• WHAT THE EXERCISE ASKS
Could you repeat the listing exactly, leaving out the pictures?

--------

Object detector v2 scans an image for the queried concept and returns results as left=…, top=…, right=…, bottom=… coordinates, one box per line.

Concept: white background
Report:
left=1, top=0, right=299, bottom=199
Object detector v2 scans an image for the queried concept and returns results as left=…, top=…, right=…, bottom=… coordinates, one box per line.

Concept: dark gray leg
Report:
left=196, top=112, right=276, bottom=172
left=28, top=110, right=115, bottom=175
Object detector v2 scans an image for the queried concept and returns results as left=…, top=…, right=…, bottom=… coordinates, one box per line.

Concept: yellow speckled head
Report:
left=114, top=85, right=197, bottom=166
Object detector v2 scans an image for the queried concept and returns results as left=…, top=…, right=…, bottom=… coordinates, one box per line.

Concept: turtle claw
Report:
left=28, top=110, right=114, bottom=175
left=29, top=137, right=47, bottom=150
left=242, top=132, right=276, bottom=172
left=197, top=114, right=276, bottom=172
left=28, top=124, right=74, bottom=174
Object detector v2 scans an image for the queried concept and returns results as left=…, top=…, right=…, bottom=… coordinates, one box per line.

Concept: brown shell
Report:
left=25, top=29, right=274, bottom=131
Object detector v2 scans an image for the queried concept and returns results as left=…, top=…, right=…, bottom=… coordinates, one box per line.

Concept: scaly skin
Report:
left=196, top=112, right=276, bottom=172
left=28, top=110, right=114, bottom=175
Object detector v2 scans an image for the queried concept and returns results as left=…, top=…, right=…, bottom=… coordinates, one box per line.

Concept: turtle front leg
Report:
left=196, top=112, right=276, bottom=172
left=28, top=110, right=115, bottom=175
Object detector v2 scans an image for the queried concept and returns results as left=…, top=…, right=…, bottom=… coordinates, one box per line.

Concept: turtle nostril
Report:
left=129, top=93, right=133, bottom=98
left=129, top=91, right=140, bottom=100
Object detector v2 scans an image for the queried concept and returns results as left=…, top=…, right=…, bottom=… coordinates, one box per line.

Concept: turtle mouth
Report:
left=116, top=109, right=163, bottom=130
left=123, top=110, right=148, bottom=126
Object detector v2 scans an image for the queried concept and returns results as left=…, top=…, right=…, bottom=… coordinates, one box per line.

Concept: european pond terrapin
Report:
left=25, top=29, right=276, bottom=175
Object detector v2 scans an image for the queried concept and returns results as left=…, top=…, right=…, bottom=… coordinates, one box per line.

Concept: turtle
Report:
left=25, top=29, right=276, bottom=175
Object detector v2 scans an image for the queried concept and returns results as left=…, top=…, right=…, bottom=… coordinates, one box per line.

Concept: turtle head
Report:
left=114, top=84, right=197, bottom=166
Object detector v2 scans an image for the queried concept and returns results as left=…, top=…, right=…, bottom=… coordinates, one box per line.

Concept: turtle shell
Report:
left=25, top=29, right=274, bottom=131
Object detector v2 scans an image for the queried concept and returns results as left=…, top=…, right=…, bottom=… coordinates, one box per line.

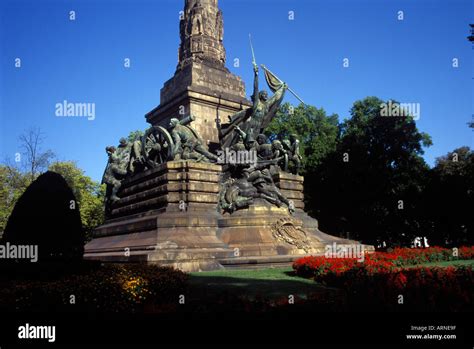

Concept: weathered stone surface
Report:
left=177, top=0, right=226, bottom=72
left=217, top=200, right=326, bottom=257
left=145, top=0, right=251, bottom=147
left=274, top=171, right=305, bottom=209
left=99, top=161, right=221, bottom=218
left=85, top=161, right=234, bottom=272
left=85, top=161, right=369, bottom=271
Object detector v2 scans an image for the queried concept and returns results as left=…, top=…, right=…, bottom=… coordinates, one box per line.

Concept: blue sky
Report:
left=1, top=0, right=472, bottom=182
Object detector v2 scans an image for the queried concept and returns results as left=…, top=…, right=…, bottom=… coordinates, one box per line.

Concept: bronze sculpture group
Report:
left=102, top=63, right=303, bottom=215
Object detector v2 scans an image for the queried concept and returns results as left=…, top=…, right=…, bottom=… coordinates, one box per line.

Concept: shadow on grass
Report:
left=188, top=274, right=339, bottom=300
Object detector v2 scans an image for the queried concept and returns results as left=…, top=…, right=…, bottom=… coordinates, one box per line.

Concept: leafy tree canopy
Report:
left=265, top=102, right=339, bottom=173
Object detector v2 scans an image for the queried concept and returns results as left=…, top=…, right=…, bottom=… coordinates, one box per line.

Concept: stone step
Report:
left=218, top=254, right=318, bottom=270
left=221, top=261, right=294, bottom=270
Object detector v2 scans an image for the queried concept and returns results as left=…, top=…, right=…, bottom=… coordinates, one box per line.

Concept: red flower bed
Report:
left=349, top=266, right=474, bottom=311
left=293, top=246, right=474, bottom=279
left=293, top=253, right=396, bottom=280
left=292, top=246, right=474, bottom=311
left=389, top=246, right=453, bottom=266
left=460, top=246, right=474, bottom=259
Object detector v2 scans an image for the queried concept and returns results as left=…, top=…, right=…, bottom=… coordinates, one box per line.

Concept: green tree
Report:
left=2, top=171, right=85, bottom=265
left=1, top=127, right=54, bottom=234
left=0, top=165, right=29, bottom=233
left=127, top=130, right=144, bottom=142
left=48, top=161, right=105, bottom=240
left=308, top=97, right=432, bottom=246
left=265, top=102, right=339, bottom=173
left=426, top=147, right=474, bottom=245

--------

• FINAL ANSWER
Object detector v2 scans an image for the queried concept and returns results as left=…, top=…, right=…, bottom=… coordinates, one box per line.

Concept: white background
Report:
left=1, top=0, right=299, bottom=199
Object detector v2 scans an image for the queried concept and returns results as left=…, top=…, right=…, bottom=… coordinates, one box per line.

Concept: dark gray leg
Report:
left=196, top=112, right=276, bottom=172
left=28, top=110, right=115, bottom=175
Object detector v2 scans an image for the queried concept and returns results as left=…, top=…, right=…, bottom=… coordinates, one box per line.

Concept: yellow speckled head
Report:
left=114, top=85, right=197, bottom=166
Object detector v2 scans an image for the queried concept and returns results as left=…, top=…, right=…, bottom=… coordinates, one box per line.

Concept: turtle claw
Report:
left=28, top=110, right=114, bottom=175
left=29, top=137, right=47, bottom=150
left=242, top=132, right=276, bottom=172
left=197, top=114, right=276, bottom=172
left=28, top=124, right=74, bottom=174
Object detector v2 scans an image for the queried concept and returns results as left=…, top=…, right=…, bottom=… coordinates, one box per line.

Concept: brown shell
Report:
left=25, top=29, right=274, bottom=131
Object detector v2 scans an image for the queried concept and returns results as left=…, top=…, right=…, bottom=… coordinates, one box per line.

Concept: scaly skin
Report:
left=196, top=112, right=276, bottom=172
left=28, top=110, right=114, bottom=175
Object detector v2 scans an image for the queried concept and returns results as left=…, top=…, right=…, bottom=… coordinates, one box per line.

Concept: turtle front leg
Report:
left=196, top=112, right=276, bottom=172
left=28, top=110, right=115, bottom=175
Object detector v2 scans an image for the queried concept and returns results as left=…, top=…, right=…, bottom=… coordinates, one box per line.

Concept: turtle nostril
Report:
left=129, top=93, right=133, bottom=98
left=129, top=91, right=140, bottom=100
Object detector v2 scans an image for the queried concept and returns results as left=…, top=…, right=…, bottom=… coordinates, one box per line.

Concept: turtle mouth
Report:
left=116, top=109, right=163, bottom=130
left=123, top=110, right=148, bottom=126
Object detector v2 scans an image for the queried concept and returns results as left=…, top=…, right=…, bottom=… coordinates, one box per line.

Concept: european pond terrapin
Report:
left=25, top=29, right=276, bottom=175
Object detector v2 scans an image for the queried concept and returns results as left=…, top=…, right=…, bottom=… coordinates, one box per line.

Concept: turtle
Report:
left=25, top=29, right=276, bottom=175
Object detector v2 scans an image for the queried concept and returns results as left=…, top=…, right=…, bottom=… coordinates, one box per line.

Concept: turtle head
Report:
left=114, top=84, right=197, bottom=166
Object detector v2 scans an image for the queried concept and returns results as left=…, top=…, right=…, bottom=… coordinates, one box per line.

Concept: turtle shell
Report:
left=25, top=29, right=274, bottom=131
Object detector v2 scans an image for the queried concept and returns results as left=…, top=…, right=…, bottom=… coordinates, one box per line.


Concept: weathered stone surface
Report:
left=177, top=0, right=226, bottom=72
left=217, top=200, right=326, bottom=257
left=145, top=0, right=251, bottom=147
left=274, top=171, right=305, bottom=209
left=99, top=161, right=221, bottom=218
left=85, top=161, right=234, bottom=272
left=85, top=161, right=369, bottom=271
Object detector v2 scans an image for the queried concept and returns results as left=…, top=…, right=…, bottom=… coordinates, one box per line.

Concept: blue sky
Report:
left=1, top=0, right=472, bottom=182
Object detector v2 scans an image for the queried concept and returns results as left=…, top=…, right=…, bottom=… coordinates, one box per line.

Concept: bronze sculpture group
Report:
left=102, top=63, right=303, bottom=215
Object detector v2 scans an image for the queried concept and returns results as left=…, top=…, right=…, bottom=… coordinates, one box per line.

Concept: shadow on grass
Report:
left=188, top=274, right=339, bottom=300
Object detector v2 scans an image for the queried concept and returns results as left=…, top=…, right=…, bottom=… coordinates, one box per line.

Concept: leafy tree canopy
Report:
left=265, top=102, right=339, bottom=173
Object detector v2 scans an image for the queried concept and returns results as left=…, top=…, right=…, bottom=… coordinates, one box per line.

Concept: stone step
Report:
left=218, top=254, right=318, bottom=270
left=221, top=261, right=294, bottom=270
Object detector v2 scans an image for the queried concept and returns results as left=…, top=…, right=…, bottom=… coordinates, one box per line.

Concept: red flower bed
Report:
left=349, top=266, right=474, bottom=311
left=293, top=246, right=474, bottom=279
left=293, top=253, right=396, bottom=280
left=292, top=246, right=474, bottom=311
left=389, top=246, right=453, bottom=266
left=460, top=246, right=474, bottom=259
Object detector v2 scans an image for the queried concept and returns results as left=…, top=…, right=…, bottom=… coordinates, one box per line.

Concept: green tree
Report:
left=2, top=171, right=85, bottom=265
left=1, top=127, right=54, bottom=234
left=0, top=165, right=29, bottom=233
left=127, top=130, right=144, bottom=142
left=48, top=161, right=105, bottom=240
left=308, top=97, right=432, bottom=246
left=265, top=102, right=339, bottom=173
left=426, top=147, right=474, bottom=245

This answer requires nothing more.